▸ **DOCUMENT TEXT**
— START —

H. R. 845
IN THE HOUSE OF REPRESENTATIVES
February 10, 2015
Mrs. Lummis (for herself and Mr. Walz) introduced the following bill; which was referred to the Committee on Agriculture, and in addition to the Committee on Natural Resources, for a period to be subsequently determined by the Speaker, in each case for consideration of such provisions as fall within the jurisdiction of the committee concerned
To direct the Secretary of Agriculture to publish in the Federal Register a strategy to significantly increase the role of volunteers and partners in National Forest System trail maintenance, and for other purposes.
Short title; table of contents
This Act may be cited as the
National Forest System Trails Stewardship Act.
Table of contents
The table of contents for this Act is as follows:
Sec. 1. Short title; table of contents.
Sec. 2. Findings.
Sec. 3. Definitions.
Sec. 4. National forest system trails volunteer and partnership strategy.
Sec. 5. Priority trail maintenance program.

— END —

▸ **DATA SHOWN**

— START —

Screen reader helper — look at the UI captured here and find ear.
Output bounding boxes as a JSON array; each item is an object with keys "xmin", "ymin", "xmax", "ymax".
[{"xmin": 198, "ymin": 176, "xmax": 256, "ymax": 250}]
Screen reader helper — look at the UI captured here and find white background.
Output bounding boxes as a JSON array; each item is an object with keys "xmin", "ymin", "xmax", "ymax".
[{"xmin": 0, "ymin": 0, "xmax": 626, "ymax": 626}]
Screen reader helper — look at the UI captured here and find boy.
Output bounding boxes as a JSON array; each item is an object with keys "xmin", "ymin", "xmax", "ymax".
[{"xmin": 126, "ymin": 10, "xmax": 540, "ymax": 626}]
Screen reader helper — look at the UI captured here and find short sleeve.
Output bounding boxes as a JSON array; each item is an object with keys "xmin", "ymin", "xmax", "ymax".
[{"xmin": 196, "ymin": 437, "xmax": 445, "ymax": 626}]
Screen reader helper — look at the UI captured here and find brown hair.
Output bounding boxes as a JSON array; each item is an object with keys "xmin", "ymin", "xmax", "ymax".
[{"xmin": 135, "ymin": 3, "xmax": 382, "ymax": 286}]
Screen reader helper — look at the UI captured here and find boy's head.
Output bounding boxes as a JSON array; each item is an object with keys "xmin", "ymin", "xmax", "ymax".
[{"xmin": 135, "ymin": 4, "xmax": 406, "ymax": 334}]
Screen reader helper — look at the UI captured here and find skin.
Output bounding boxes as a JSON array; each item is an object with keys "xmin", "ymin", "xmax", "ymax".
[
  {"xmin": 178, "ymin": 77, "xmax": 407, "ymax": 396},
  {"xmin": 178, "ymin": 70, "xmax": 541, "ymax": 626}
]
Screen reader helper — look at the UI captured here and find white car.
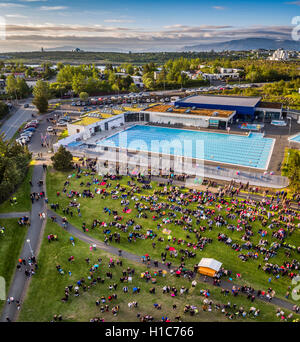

— END —

▸ **TASK PROMPT**
Revise the bill text above, starting at the words "Sec. 2. Findings." and stopping after "trail maintenance program.", so that "Findings" reads "Congressional findings".

▸ **REPLY TO THE EXERCISE**
Sec. 2. Congressional findings.
Sec. 3. Definitions.
Sec. 4. National forest system trails volunteer and partnership strategy.
Sec. 5. Priority trail maintenance program.